▶ _WHAT IS EXPECTED_: Which lines in the items below contain the string "windshield"? Copy each such line in full, and treat uppercase and lowercase letters as different.

▶ _MATERIAL FOR THIS EXERCISE_:
▽

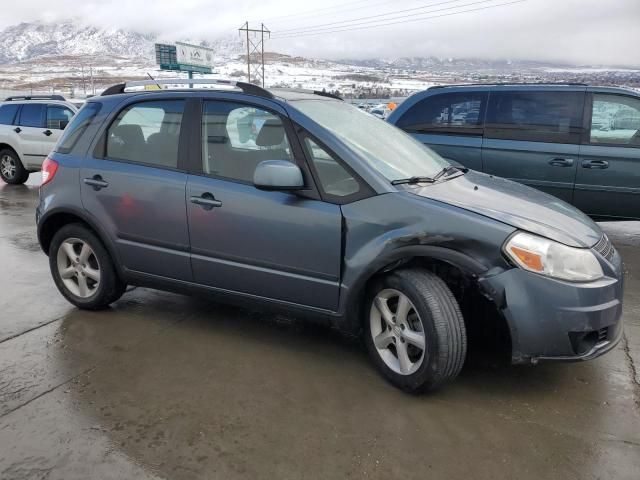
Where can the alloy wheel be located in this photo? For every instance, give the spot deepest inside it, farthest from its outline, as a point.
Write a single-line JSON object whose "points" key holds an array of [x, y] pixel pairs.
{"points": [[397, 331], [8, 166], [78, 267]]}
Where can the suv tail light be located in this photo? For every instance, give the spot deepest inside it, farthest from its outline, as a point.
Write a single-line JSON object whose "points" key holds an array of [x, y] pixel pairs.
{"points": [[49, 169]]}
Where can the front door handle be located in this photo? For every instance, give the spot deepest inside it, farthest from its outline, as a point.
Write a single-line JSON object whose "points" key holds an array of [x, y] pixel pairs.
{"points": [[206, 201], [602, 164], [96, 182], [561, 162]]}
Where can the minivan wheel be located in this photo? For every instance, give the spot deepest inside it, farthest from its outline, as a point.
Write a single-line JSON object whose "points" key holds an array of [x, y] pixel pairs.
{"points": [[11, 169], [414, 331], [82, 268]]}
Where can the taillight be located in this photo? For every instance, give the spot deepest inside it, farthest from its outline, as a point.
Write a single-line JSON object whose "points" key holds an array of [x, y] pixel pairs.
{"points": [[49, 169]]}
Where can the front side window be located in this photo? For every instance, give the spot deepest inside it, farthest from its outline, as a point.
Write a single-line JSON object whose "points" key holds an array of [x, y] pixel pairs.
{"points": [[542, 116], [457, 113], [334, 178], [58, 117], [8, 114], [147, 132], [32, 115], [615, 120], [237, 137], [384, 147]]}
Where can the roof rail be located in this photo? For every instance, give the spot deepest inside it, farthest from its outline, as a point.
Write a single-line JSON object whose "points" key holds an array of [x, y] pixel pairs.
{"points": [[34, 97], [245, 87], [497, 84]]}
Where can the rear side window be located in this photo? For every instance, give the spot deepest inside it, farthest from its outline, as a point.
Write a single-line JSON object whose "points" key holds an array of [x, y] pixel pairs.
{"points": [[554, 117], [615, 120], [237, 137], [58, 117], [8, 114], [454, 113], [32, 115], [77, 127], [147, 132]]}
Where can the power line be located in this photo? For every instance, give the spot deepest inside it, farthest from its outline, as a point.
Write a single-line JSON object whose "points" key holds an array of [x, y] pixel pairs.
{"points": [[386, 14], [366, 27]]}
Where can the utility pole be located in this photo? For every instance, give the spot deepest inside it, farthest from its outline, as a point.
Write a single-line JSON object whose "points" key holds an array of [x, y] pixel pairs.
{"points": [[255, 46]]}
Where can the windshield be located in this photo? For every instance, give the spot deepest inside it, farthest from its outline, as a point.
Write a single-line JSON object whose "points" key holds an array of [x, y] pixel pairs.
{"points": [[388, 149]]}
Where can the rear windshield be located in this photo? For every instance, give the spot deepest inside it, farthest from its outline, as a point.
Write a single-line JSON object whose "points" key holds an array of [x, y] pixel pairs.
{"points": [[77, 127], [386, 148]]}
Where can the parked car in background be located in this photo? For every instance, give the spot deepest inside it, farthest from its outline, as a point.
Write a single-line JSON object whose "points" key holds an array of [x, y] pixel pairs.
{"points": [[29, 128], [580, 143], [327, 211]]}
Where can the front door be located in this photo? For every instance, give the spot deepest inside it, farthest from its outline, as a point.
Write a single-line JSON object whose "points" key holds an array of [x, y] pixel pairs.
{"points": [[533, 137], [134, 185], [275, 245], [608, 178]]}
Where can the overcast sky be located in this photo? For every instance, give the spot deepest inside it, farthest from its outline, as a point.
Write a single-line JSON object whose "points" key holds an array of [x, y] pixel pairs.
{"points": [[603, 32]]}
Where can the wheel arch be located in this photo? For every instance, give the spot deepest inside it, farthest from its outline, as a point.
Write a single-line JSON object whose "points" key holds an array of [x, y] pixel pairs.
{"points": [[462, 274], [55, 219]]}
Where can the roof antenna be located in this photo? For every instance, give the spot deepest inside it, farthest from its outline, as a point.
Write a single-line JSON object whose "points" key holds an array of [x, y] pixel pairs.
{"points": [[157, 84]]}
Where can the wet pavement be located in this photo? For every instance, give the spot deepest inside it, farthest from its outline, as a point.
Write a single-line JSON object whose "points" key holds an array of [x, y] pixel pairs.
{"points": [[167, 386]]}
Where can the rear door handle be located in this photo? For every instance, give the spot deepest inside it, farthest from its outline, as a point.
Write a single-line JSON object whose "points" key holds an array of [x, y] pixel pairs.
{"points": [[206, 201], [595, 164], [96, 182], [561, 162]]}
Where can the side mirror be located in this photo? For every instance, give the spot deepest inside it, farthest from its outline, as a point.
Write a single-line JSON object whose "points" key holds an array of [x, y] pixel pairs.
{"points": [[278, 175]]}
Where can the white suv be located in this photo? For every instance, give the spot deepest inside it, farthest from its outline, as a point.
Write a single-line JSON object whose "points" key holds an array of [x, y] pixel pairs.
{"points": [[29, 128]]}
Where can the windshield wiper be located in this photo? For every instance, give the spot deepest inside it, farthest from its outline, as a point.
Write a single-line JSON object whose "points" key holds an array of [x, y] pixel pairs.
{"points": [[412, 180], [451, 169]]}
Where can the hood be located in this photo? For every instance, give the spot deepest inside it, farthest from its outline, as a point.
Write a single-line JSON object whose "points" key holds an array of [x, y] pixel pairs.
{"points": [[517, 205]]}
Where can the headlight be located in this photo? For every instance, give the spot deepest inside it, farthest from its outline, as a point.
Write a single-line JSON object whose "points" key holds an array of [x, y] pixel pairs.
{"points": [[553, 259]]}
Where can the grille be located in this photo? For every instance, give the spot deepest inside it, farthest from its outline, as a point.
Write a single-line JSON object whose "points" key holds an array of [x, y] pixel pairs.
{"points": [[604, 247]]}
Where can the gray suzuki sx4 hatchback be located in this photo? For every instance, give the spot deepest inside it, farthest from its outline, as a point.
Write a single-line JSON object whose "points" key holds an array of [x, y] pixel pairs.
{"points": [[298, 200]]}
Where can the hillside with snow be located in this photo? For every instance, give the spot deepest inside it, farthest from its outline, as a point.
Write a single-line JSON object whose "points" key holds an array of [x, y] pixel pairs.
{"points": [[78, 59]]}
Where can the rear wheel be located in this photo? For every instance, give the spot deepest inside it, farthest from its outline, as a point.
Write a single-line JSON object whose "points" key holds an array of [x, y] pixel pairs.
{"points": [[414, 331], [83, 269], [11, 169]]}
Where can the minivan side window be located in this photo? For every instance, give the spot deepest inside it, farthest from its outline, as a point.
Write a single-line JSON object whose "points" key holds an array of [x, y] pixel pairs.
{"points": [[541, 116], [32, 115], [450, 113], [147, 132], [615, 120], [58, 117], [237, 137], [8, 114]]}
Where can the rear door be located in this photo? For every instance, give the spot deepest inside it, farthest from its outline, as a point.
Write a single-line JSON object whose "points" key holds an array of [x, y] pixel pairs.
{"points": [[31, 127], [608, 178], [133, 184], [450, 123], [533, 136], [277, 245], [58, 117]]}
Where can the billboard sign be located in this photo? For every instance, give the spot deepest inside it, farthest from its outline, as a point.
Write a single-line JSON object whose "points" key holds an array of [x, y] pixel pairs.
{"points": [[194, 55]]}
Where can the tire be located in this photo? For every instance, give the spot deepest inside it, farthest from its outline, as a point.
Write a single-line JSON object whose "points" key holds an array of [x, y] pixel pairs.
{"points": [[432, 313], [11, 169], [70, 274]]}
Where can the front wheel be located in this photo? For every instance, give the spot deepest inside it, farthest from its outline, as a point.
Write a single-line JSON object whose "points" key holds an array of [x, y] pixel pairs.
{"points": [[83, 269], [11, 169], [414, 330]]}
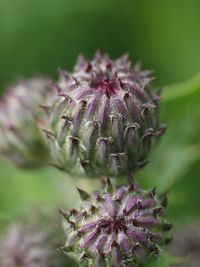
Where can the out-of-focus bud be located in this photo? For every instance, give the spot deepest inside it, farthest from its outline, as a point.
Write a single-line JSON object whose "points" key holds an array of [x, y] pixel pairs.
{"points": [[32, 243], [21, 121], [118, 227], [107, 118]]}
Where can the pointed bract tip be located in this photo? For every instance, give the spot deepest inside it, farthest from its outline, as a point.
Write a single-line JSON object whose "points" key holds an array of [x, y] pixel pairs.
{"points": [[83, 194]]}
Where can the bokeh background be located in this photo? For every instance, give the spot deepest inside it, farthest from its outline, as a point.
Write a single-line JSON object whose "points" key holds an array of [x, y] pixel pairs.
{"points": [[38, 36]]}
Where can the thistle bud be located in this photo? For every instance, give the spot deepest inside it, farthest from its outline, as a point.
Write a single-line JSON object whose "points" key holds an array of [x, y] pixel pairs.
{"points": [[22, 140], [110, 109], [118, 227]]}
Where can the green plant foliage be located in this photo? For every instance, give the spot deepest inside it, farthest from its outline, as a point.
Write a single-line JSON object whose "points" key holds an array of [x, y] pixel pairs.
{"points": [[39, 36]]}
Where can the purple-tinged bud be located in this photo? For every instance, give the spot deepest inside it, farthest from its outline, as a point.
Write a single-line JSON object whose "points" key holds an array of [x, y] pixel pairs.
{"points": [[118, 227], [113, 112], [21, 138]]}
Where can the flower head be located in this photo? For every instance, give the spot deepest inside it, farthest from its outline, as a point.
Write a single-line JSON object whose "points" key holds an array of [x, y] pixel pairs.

△
▽

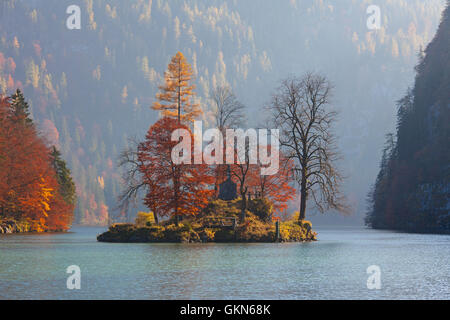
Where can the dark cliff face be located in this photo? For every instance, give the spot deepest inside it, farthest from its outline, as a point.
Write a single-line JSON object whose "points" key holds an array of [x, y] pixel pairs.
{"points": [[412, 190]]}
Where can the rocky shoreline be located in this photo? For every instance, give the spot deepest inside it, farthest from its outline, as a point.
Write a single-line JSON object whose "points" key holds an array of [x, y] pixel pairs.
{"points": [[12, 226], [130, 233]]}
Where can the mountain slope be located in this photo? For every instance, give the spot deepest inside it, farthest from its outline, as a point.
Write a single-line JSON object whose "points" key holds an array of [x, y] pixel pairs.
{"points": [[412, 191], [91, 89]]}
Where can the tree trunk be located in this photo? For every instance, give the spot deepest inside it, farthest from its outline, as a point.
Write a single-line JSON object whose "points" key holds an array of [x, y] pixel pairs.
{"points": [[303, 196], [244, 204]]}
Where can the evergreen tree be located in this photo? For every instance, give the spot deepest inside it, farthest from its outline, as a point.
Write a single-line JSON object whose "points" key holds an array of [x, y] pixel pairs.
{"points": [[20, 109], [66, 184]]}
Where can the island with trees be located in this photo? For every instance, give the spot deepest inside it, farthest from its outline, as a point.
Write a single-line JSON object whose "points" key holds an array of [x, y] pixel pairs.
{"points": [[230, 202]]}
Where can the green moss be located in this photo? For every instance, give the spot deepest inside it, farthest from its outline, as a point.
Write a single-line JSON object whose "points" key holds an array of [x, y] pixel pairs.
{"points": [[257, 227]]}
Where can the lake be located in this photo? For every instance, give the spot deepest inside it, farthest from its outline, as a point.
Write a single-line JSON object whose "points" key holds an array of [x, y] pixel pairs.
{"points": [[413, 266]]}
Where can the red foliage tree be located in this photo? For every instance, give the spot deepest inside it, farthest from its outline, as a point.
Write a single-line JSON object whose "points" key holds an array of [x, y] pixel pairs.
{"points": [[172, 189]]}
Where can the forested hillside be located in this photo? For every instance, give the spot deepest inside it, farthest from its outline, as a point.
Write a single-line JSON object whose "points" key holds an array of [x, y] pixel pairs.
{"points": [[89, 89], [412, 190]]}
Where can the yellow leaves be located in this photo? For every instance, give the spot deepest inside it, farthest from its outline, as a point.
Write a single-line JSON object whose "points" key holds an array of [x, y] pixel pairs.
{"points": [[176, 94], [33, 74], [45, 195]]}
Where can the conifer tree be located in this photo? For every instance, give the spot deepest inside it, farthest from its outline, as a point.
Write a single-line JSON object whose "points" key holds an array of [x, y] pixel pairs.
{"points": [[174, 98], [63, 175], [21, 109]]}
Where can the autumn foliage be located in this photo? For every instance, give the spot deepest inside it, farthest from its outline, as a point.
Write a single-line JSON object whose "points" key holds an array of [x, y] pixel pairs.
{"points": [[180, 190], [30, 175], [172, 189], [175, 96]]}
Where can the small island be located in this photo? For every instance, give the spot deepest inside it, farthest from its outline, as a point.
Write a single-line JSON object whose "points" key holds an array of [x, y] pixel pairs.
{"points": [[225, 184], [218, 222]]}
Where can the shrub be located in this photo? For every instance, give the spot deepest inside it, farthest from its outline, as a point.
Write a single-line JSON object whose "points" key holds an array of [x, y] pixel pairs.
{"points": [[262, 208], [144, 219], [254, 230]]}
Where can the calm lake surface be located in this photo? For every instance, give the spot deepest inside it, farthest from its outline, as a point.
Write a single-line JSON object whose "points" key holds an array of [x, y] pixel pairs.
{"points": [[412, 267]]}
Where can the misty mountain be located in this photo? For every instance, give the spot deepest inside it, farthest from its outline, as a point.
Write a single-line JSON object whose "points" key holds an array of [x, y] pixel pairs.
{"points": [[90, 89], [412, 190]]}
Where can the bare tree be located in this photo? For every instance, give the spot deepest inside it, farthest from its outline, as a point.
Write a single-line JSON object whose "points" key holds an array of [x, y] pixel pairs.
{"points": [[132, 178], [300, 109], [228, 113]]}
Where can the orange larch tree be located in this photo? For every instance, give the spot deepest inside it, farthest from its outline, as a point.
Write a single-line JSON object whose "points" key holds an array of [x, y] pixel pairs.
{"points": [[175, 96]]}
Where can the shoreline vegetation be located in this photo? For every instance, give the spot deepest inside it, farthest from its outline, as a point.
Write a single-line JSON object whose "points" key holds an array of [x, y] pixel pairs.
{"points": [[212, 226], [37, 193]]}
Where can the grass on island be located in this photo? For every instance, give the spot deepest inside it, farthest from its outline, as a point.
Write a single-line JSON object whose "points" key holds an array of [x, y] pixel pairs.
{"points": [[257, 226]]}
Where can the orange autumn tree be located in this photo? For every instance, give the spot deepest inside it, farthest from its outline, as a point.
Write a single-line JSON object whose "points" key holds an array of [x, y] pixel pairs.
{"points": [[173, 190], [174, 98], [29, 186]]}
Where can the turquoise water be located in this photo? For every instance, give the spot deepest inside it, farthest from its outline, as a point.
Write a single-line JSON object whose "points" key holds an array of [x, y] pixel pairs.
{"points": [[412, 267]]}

△

▶ _WRITTEN RESPONSE_:
Where can the windshield be located in this photo? For every instance, give the spot deepest inside it, farthest from its outline, as a point.
Where can the rear windshield be located in this photo? For every instance, give the spot deepest inside it, farthest from its outline, as a point.
Where can the windshield wiper be located in this photo? For every instance, give the spot deepest inside it, farthest from its outline, as a point.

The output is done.